## [Instructions to follow]
Repeat the stretch of entries below from the line with "37L204 67L246 69L260" through the line with "box: [55, 79, 112, 91]". Include both ends and add nothing.

(Dataset excerpts)
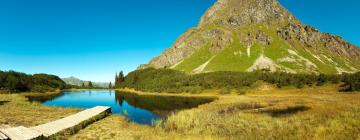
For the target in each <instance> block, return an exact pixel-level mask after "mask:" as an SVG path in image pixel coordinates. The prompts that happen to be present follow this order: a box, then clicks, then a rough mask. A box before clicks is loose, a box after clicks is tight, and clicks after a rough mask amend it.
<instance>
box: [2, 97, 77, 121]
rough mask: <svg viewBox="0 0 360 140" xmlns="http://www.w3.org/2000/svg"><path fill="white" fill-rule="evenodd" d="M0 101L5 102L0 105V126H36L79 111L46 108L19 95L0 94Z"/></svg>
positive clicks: (46, 106) (73, 109) (48, 107)
mask: <svg viewBox="0 0 360 140" xmlns="http://www.w3.org/2000/svg"><path fill="white" fill-rule="evenodd" d="M0 101H6V103H4V104H3V105H0V112H1V113H0V126H1V125H9V126H20V125H22V126H26V127H29V126H36V125H39V124H43V123H47V122H50V121H53V120H57V119H60V118H63V117H66V116H69V115H71V114H74V113H76V112H78V111H80V110H79V109H74V108H57V107H47V106H43V105H41V104H40V103H37V102H29V101H28V100H27V98H25V97H24V95H21V94H0Z"/></svg>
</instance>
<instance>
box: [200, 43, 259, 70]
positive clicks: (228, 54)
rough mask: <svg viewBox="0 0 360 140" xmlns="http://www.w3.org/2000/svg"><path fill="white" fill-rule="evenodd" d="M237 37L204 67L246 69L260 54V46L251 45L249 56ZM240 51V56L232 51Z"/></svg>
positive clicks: (207, 69)
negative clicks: (252, 45)
mask: <svg viewBox="0 0 360 140" xmlns="http://www.w3.org/2000/svg"><path fill="white" fill-rule="evenodd" d="M236 38H237V37H234V43H233V44H232V45H231V46H229V47H228V48H226V49H225V50H224V51H222V52H221V53H219V54H218V55H217V56H216V57H215V58H214V59H213V60H212V61H211V62H210V63H209V64H208V66H207V67H206V71H246V70H247V69H248V68H249V67H251V66H252V64H253V63H254V62H255V61H256V59H257V58H258V57H259V56H260V54H261V50H262V48H261V46H260V45H259V44H255V45H253V46H252V47H251V51H250V52H251V54H250V57H248V55H247V51H246V46H244V45H243V44H241V43H240V42H239V40H238V39H236ZM239 51H240V52H241V56H240V55H239V54H238V55H235V54H234V52H239Z"/></svg>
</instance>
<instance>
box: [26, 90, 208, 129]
mask: <svg viewBox="0 0 360 140" xmlns="http://www.w3.org/2000/svg"><path fill="white" fill-rule="evenodd" d="M28 98H29V100H30V101H39V102H41V103H42V104H44V105H48V106H58V107H78V108H92V107H95V106H99V105H101V106H111V107H112V112H113V113H114V114H121V115H126V116H127V117H128V119H129V120H130V121H133V122H137V123H140V124H147V125H151V124H152V122H153V121H155V120H158V119H160V118H162V117H166V116H168V115H169V114H170V113H172V112H175V111H178V110H181V109H188V108H192V107H196V106H198V105H200V104H204V103H208V102H211V101H213V100H214V98H212V97H204V98H193V97H177V96H155V95H145V96H140V95H137V94H134V93H129V92H115V91H113V90H79V91H64V92H62V93H59V94H52V95H49V96H37V97H28Z"/></svg>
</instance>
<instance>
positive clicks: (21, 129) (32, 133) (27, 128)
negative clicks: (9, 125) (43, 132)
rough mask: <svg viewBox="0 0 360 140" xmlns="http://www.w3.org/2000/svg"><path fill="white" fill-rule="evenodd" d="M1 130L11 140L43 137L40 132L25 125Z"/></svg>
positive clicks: (29, 139)
mask: <svg viewBox="0 0 360 140" xmlns="http://www.w3.org/2000/svg"><path fill="white" fill-rule="evenodd" d="M0 131H1V132H2V133H3V134H5V135H6V136H7V137H9V138H10V139H11V140H31V139H36V138H40V137H42V134H41V133H40V132H38V131H36V130H33V129H29V128H26V127H24V126H19V127H13V128H8V129H3V130H0Z"/></svg>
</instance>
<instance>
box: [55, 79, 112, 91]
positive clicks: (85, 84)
mask: <svg viewBox="0 0 360 140" xmlns="http://www.w3.org/2000/svg"><path fill="white" fill-rule="evenodd" d="M62 80H63V81H64V82H65V83H66V84H70V85H75V86H82V84H83V83H84V85H85V86H87V85H89V82H90V81H84V80H80V79H79V78H76V77H68V78H62ZM92 84H93V85H94V87H100V88H107V87H109V83H106V82H92Z"/></svg>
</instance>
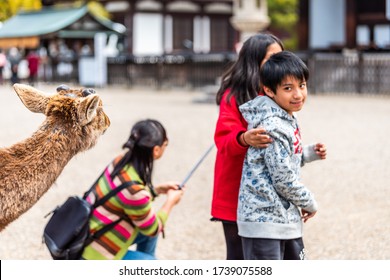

## [Solved exercise]
rough mask: <svg viewBox="0 0 360 140" xmlns="http://www.w3.org/2000/svg"><path fill="white" fill-rule="evenodd" d="M237 37L204 67L246 69L260 54V46L251 45L249 56ZM240 51V56L232 51Z"/></svg>
positive clicks: (207, 69)
negative clicks: (252, 45)
mask: <svg viewBox="0 0 360 140" xmlns="http://www.w3.org/2000/svg"><path fill="white" fill-rule="evenodd" d="M236 38H237V37H234V43H233V44H232V45H231V46H229V47H228V48H226V49H225V50H224V51H222V52H221V53H219V54H218V55H217V56H216V57H215V58H214V59H213V60H212V61H211V62H210V63H209V64H208V66H207V67H206V71H246V70H247V69H248V68H249V67H251V66H252V64H253V63H254V62H255V61H256V59H257V58H258V57H259V56H260V54H261V50H262V48H261V46H260V45H259V44H255V45H253V46H252V47H251V51H250V52H251V54H250V57H248V55H247V51H246V46H244V45H243V44H241V43H240V42H239V40H238V39H236ZM239 51H240V52H241V56H240V55H239V54H238V55H235V54H234V52H239Z"/></svg>
</instance>
<instance>
box: [26, 90, 208, 129]
mask: <svg viewBox="0 0 360 140" xmlns="http://www.w3.org/2000/svg"><path fill="white" fill-rule="evenodd" d="M28 98H29V100H30V101H39V102H41V103H42V104H44V105H48V106H58V107H78V108H92V107H95V106H99V105H101V106H111V107H112V112H113V113H114V114H121V115H126V116H127V117H128V119H129V120H130V121H133V122H137V123H140V124H147V125H151V124H152V122H153V121H155V120H158V119H160V118H162V117H166V116H168V115H169V114H170V113H172V112H175V111H178V110H181V109H188V108H192V107H196V106H198V105H200V104H204V103H208V102H211V101H213V100H214V98H212V97H204V98H193V97H177V96H155V95H145V96H140V95H137V94H134V93H129V92H115V91H113V90H79V91H64V92H62V93H59V94H52V95H49V96H37V97H28Z"/></svg>
</instance>
<instance>
positive clicks: (21, 129) (32, 133) (27, 128)
negative clicks: (9, 125) (43, 132)
rough mask: <svg viewBox="0 0 360 140" xmlns="http://www.w3.org/2000/svg"><path fill="white" fill-rule="evenodd" d="M1 130L11 140L43 137L40 132L25 125Z"/></svg>
positive clicks: (29, 139)
mask: <svg viewBox="0 0 360 140" xmlns="http://www.w3.org/2000/svg"><path fill="white" fill-rule="evenodd" d="M0 131H1V132H2V133H3V134H5V135H6V136H7V137H9V138H10V139H11V140H31V139H36V138H40V137H42V134H41V133H40V132H38V131H36V130H33V129H29V128H26V127H24V126H19V127H13V128H8V129H3V130H0Z"/></svg>
</instance>
<instance>
box: [55, 79, 112, 91]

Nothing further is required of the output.